§ WHAT YOU HAVE TO DO: Drop the pictures from the entries below, then reproduce the rest exactly.

§ SOURCE RECORDS:

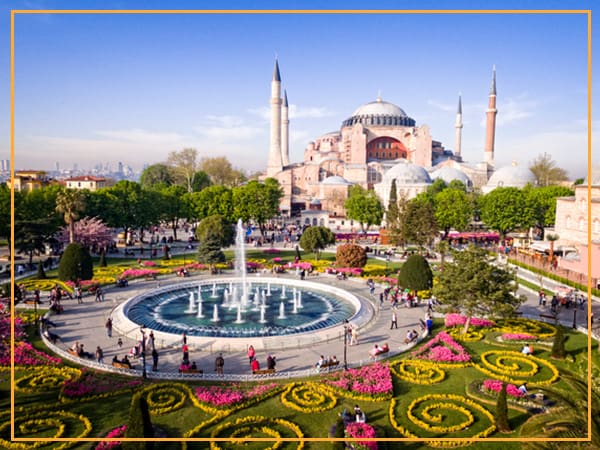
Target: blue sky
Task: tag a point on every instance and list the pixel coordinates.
(106, 88)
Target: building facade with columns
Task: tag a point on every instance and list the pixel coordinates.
(378, 138)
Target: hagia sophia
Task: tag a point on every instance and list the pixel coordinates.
(377, 143)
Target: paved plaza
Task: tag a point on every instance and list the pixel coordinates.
(85, 323)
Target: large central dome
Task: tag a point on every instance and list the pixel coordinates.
(379, 113)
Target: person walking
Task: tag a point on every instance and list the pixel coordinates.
(99, 355)
(108, 326)
(154, 360)
(219, 363)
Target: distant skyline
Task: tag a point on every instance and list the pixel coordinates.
(105, 88)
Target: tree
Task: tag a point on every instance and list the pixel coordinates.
(502, 411)
(89, 232)
(71, 203)
(221, 172)
(156, 174)
(453, 209)
(546, 172)
(471, 284)
(416, 274)
(257, 201)
(420, 225)
(315, 239)
(75, 264)
(139, 425)
(213, 233)
(506, 209)
(184, 164)
(350, 255)
(364, 207)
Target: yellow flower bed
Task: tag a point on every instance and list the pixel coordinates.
(513, 373)
(29, 425)
(418, 371)
(309, 397)
(244, 428)
(44, 378)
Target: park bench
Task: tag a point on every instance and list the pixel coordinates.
(263, 371)
(191, 371)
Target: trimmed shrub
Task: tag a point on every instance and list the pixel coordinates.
(416, 274)
(350, 255)
(75, 264)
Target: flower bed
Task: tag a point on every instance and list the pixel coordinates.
(444, 349)
(372, 382)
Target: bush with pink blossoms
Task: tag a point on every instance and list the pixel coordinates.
(442, 348)
(26, 355)
(374, 380)
(496, 386)
(226, 396)
(364, 430)
(116, 433)
(518, 337)
(454, 320)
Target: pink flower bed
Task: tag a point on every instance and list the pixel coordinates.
(94, 383)
(496, 386)
(453, 320)
(137, 273)
(358, 430)
(518, 337)
(221, 396)
(442, 348)
(374, 380)
(26, 355)
(116, 433)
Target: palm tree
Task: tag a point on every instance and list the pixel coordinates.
(70, 203)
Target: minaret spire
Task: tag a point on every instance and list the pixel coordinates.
(458, 126)
(274, 164)
(490, 125)
(285, 126)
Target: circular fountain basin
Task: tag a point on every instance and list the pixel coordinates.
(276, 313)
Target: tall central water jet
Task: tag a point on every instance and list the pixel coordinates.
(240, 258)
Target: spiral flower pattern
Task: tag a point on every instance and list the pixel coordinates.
(443, 415)
(418, 372)
(516, 368)
(165, 398)
(245, 429)
(46, 425)
(309, 397)
(45, 378)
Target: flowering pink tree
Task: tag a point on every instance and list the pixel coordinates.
(89, 232)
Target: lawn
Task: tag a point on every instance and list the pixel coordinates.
(430, 395)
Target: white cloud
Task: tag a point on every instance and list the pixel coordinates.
(228, 128)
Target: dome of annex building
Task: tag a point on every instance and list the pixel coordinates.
(449, 174)
(510, 176)
(379, 113)
(336, 180)
(406, 173)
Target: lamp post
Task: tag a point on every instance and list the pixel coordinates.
(345, 344)
(144, 375)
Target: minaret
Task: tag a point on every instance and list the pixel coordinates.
(490, 123)
(285, 128)
(458, 126)
(275, 164)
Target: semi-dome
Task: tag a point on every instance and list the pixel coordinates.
(406, 173)
(379, 113)
(510, 176)
(336, 179)
(449, 174)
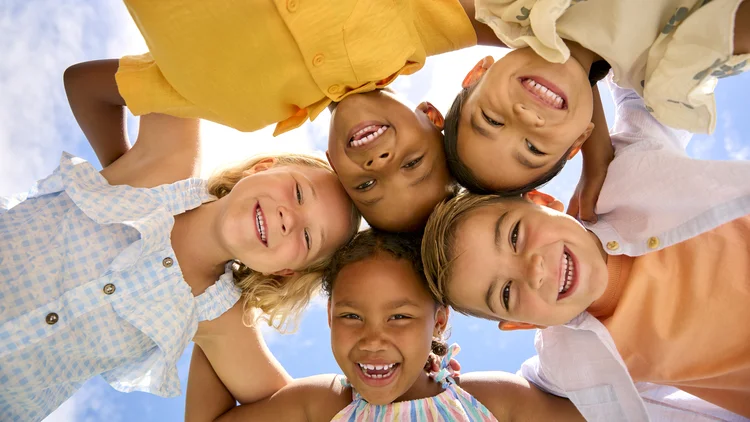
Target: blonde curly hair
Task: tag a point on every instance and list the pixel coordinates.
(280, 298)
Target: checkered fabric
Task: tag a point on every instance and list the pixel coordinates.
(89, 285)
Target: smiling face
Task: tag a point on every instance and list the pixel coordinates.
(522, 118)
(285, 217)
(382, 320)
(520, 262)
(389, 157)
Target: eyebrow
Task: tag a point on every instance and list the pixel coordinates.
(526, 163)
(478, 129)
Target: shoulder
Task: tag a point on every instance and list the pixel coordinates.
(511, 398)
(323, 395)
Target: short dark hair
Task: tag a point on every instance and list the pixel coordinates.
(463, 174)
(368, 243)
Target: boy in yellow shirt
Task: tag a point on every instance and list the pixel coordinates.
(248, 64)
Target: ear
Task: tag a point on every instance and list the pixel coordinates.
(441, 320)
(435, 116)
(513, 326)
(581, 139)
(328, 157)
(476, 73)
(329, 313)
(541, 198)
(260, 166)
(286, 272)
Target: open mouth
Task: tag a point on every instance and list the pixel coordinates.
(260, 225)
(545, 92)
(378, 375)
(366, 135)
(568, 275)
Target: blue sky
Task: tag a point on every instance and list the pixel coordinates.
(42, 37)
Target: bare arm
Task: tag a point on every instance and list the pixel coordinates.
(597, 153)
(98, 107)
(240, 357)
(512, 398)
(485, 34)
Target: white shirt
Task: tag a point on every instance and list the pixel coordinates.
(654, 196)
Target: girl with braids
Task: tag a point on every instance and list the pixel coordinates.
(113, 273)
(384, 325)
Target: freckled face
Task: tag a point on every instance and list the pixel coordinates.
(520, 262)
(286, 217)
(524, 115)
(382, 321)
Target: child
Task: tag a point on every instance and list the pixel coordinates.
(384, 323)
(387, 154)
(114, 273)
(661, 278)
(517, 121)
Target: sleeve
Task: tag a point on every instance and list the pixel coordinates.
(146, 90)
(532, 371)
(634, 124)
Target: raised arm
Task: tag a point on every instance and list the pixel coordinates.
(512, 398)
(98, 107)
(240, 357)
(597, 153)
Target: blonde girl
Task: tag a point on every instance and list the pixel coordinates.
(113, 273)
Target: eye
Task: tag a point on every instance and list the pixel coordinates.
(506, 295)
(491, 121)
(533, 149)
(299, 193)
(413, 162)
(366, 186)
(514, 236)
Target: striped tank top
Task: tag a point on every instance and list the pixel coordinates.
(453, 404)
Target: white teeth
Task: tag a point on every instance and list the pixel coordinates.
(374, 132)
(260, 224)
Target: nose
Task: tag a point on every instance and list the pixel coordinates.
(527, 115)
(372, 340)
(288, 219)
(534, 271)
(378, 160)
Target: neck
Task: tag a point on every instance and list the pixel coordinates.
(485, 34)
(197, 248)
(422, 388)
(582, 55)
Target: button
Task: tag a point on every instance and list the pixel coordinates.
(52, 318)
(109, 288)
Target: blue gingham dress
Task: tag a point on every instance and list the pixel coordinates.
(89, 285)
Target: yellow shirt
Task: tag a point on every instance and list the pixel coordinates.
(251, 63)
(681, 316)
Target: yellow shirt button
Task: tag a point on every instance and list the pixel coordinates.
(51, 318)
(109, 288)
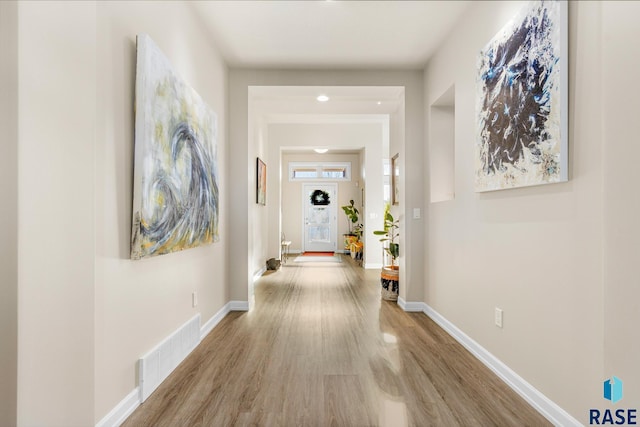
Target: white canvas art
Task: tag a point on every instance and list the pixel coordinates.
(175, 203)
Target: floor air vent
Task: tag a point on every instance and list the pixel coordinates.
(157, 364)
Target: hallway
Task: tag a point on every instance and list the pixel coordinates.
(321, 348)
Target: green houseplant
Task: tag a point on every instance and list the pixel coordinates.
(389, 276)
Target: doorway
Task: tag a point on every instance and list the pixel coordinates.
(319, 208)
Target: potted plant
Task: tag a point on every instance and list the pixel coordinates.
(389, 276)
(352, 239)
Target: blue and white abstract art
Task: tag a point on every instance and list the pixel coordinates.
(175, 197)
(522, 101)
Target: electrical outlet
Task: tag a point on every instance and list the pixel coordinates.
(498, 317)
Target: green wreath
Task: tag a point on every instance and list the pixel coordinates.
(319, 198)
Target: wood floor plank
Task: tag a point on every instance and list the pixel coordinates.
(322, 349)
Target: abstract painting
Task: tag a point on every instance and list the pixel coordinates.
(521, 135)
(175, 197)
(261, 182)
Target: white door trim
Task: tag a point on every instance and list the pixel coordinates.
(334, 205)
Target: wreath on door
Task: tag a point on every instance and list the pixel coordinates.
(320, 198)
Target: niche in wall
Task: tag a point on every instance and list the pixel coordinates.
(442, 147)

§ EXERCISE RESPONSE:
Target: blue sky
Task: tag a point on every instance and list the pixel coordinates.
(106, 88)
Target: building facade with columns
Task: tag a point on every instance and list the pixel coordinates.
(378, 138)
Target: hagia sophia
Task: tag a point on every instance and list the pixel coordinates.
(377, 143)
Target: paved plaza
Task: tag a point on every instance and list the pixel coordinates.
(85, 323)
Target: large central dome
Task: tag a point on every instance and list the pixel coordinates.
(379, 113)
Target: person walking
Task: tag a point on every instance and list the pixel coordinates.
(99, 355)
(108, 326)
(154, 360)
(219, 363)
Target: distant skyline
Task: tag a point on every instance and list the pixel coordinates.
(105, 88)
Target: tree
Task: tag a point on every instance and list the pixel coordinates.
(502, 411)
(89, 232)
(71, 203)
(221, 172)
(156, 174)
(453, 209)
(546, 172)
(471, 284)
(416, 274)
(257, 201)
(420, 225)
(315, 239)
(75, 264)
(139, 425)
(213, 233)
(506, 209)
(184, 164)
(350, 255)
(364, 207)
Target: yellow flower bed
Task: tag a point on every instance and list the pixel coordinates.
(513, 373)
(29, 425)
(418, 371)
(309, 397)
(244, 428)
(44, 378)
Target: park bench
Task: tag a point on every instance and list the pixel coordinates.
(263, 371)
(191, 371)
Target: trimmed shrub
Task: tag a point on every instance and list the pixel coordinates.
(416, 274)
(350, 255)
(75, 264)
Target: flower bed
Task: tag a point on every instance and list the pixel coordinates.
(444, 349)
(372, 382)
Target: bush with pink blossoms
Task: tag a point on every instance and list the pixel coordinates.
(442, 348)
(26, 355)
(374, 380)
(496, 386)
(226, 396)
(364, 430)
(116, 433)
(518, 337)
(454, 320)
Target: pink flower bed
Task: tag a point on every instance and list the pixel coordinates.
(94, 383)
(496, 386)
(453, 320)
(137, 273)
(358, 430)
(518, 337)
(221, 396)
(442, 348)
(374, 380)
(26, 355)
(116, 433)
Target: palm tree
Task: tag a point on every instance and list the pixel coordinates.
(70, 203)
Target: minaret spire
Task: tag a point on every instance and list the pixel coordinates.
(458, 126)
(274, 164)
(490, 125)
(285, 126)
Target: circular fountain basin
Task: tag a point on every instance and list the pixel coordinates.
(276, 313)
Target: tall central water jet
Task: tag a point on every instance and list the pixel coordinates.
(240, 258)
Target: spiral flower pattern
Task: tag a point on every instance and list the pixel coordinates.
(443, 415)
(418, 372)
(516, 368)
(165, 398)
(245, 429)
(46, 425)
(309, 397)
(45, 378)
Target: flowering pink tree
Task: tag a point on every instance and list the pixel coordinates.
(89, 232)
Target: lawn
Task: tag a point on every instance and list the pixel coordinates.
(430, 395)
Target: white cloud
Task: tag a point on every instance and list the pixel coordinates.
(228, 128)
Target: dome of annex building
Task: tag a point on every instance and list the pixel coordinates.
(449, 174)
(510, 176)
(379, 113)
(336, 180)
(406, 173)
Target: lamp post
Task: tag a point on every instance and list the pixel coordinates.
(345, 344)
(144, 375)
Target: minaret
Task: tag a point on every instance and list the pixel coordinates.
(490, 123)
(285, 128)
(458, 126)
(275, 164)
Target: semi-dome
Task: tag a point on every instance and list the pixel coordinates.
(406, 173)
(379, 113)
(510, 176)
(336, 179)
(449, 174)
Target: blonde curly hair
Task: tag a point on every instance and list the pixel coordinates.
(280, 298)
Target: checkered fabric
Task: tag a point on every instance and list the pixel coordinates.
(89, 285)
Target: smiling face
Task: tag a point on every instance and list the pixel coordinates.
(522, 118)
(285, 217)
(382, 320)
(520, 262)
(389, 157)
Target: eyebrow
Task: tag a point on every instance and list the pixel coordinates.
(526, 163)
(478, 129)
Target: shoulder
Task: tag a point on every instance and list the pixel coordinates.
(511, 398)
(323, 395)
Target: short dark hair
Task: tag a point on every instance and list the pixel coordinates.
(463, 174)
(368, 243)
Target: boy in yellow shirt
Task: tag a point on every instance and list the pixel coordinates.
(248, 64)
Target: ear
Task: tag a point on every instance and list the pixel coordinates.
(441, 320)
(435, 116)
(513, 326)
(581, 139)
(328, 157)
(476, 73)
(329, 313)
(541, 198)
(260, 166)
(286, 272)
Target: open mouth
Task: tag a point on every instance and list the pixel coordinates.
(260, 225)
(545, 92)
(378, 375)
(366, 135)
(568, 275)
Target: blue sky
Task: tag a point on every instance and list the pixel coordinates.
(42, 37)
Target: bare arm
Task: tag a point on every instance and list the pixel coordinates.
(597, 153)
(98, 107)
(240, 357)
(512, 398)
(485, 34)
Target: white shirt
Task: tag a point on every instance and list the pixel coordinates.
(654, 196)
Target: girl with braids
Task: tag a point on every instance and list the pixel coordinates.
(113, 273)
(384, 325)
Target: freckled face
Task: tag a point on every instance and list the pixel coordinates.
(520, 262)
(286, 217)
(524, 115)
(382, 321)
Target: child
Task: tag a point on every instance and list the pixel coordinates.
(384, 323)
(387, 154)
(114, 273)
(661, 278)
(517, 121)
Target: sleeve
Task: tag a point on every instance and list the pixel coordinates.
(146, 90)
(532, 371)
(634, 124)
Target: raised arm
Task: tag a point on every instance and list the pixel coordinates.
(512, 398)
(98, 107)
(240, 357)
(597, 153)
Target: blonde girl
Task: tag a point on every instance and list the pixel coordinates.
(113, 273)
Target: eye
Task: tag a point on every instance and list the pixel coordinates.
(506, 295)
(491, 121)
(533, 149)
(299, 193)
(413, 162)
(366, 186)
(514, 236)
Target: striped tank top
Task: tag a point on every instance and list the pixel coordinates.
(453, 404)
Target: white teeth
Task: tag a point on every instance and list the pixel coordinates.
(374, 132)
(260, 224)
Target: nose
Task: tag a point on every instance and list the pixel coordinates.
(527, 115)
(372, 340)
(288, 219)
(534, 271)
(378, 160)
Target: neck
Task: tag a point on every instance and list the pixel coordinates.
(485, 34)
(197, 248)
(422, 388)
(582, 55)
Target: button
Task: tag a point on every instance and list the pixel coordinates.
(52, 318)
(109, 288)
Target: blue gingham dress
Task: tag a point on every instance and list the pixel coordinates.
(89, 285)
Target: yellow shirt
Task: tag a point on every instance and list the pixel coordinates.
(251, 63)
(681, 316)
Target: yellow shirt button
Task: tag a point on every instance and list the pixel coordinates.
(51, 318)
(109, 288)
Target: white canvas art
Task: tag a point on every instance and list the pixel coordinates.
(175, 203)
Target: floor air vent
Task: tag a point on every instance and list the pixel coordinates.
(157, 364)
Target: hallway
Task: tag a point on every instance and list the pixel coordinates.
(321, 348)
Target: green houseplant
Task: tag a point on every instance and list the pixel coordinates.
(389, 276)
Target: doorway
Task: tag a point on every instance and list the pixel coordinates.
(319, 208)
Target: potted plant
Task: tag a point on every instance and list the pixel coordinates.
(389, 276)
(352, 239)
Target: blue and white abstract art
Task: tag a point on every instance and list the pixel coordinates.
(175, 197)
(522, 101)
Target: electrical outlet
Task: tag a point on every instance and list the pixel coordinates.
(498, 317)
Target: green wreath
Task: tag a point on every instance and list the pixel coordinates.
(319, 198)
Target: wood floor plank
Task: tag a point on every instance and list the pixel coordinates.
(322, 349)
Target: abstract painting
Task: tag a point on every instance and list the pixel coordinates.
(521, 135)
(175, 197)
(261, 182)
Target: white door trim
Task: tag a point on every instance and list the pixel coordinates.
(334, 205)
Target: wreath on door
Task: tag a point on every instance and list the pixel coordinates.
(320, 198)
Target: niche in wall
Task: tag a point on every instance and list the pixel coordinates.
(442, 147)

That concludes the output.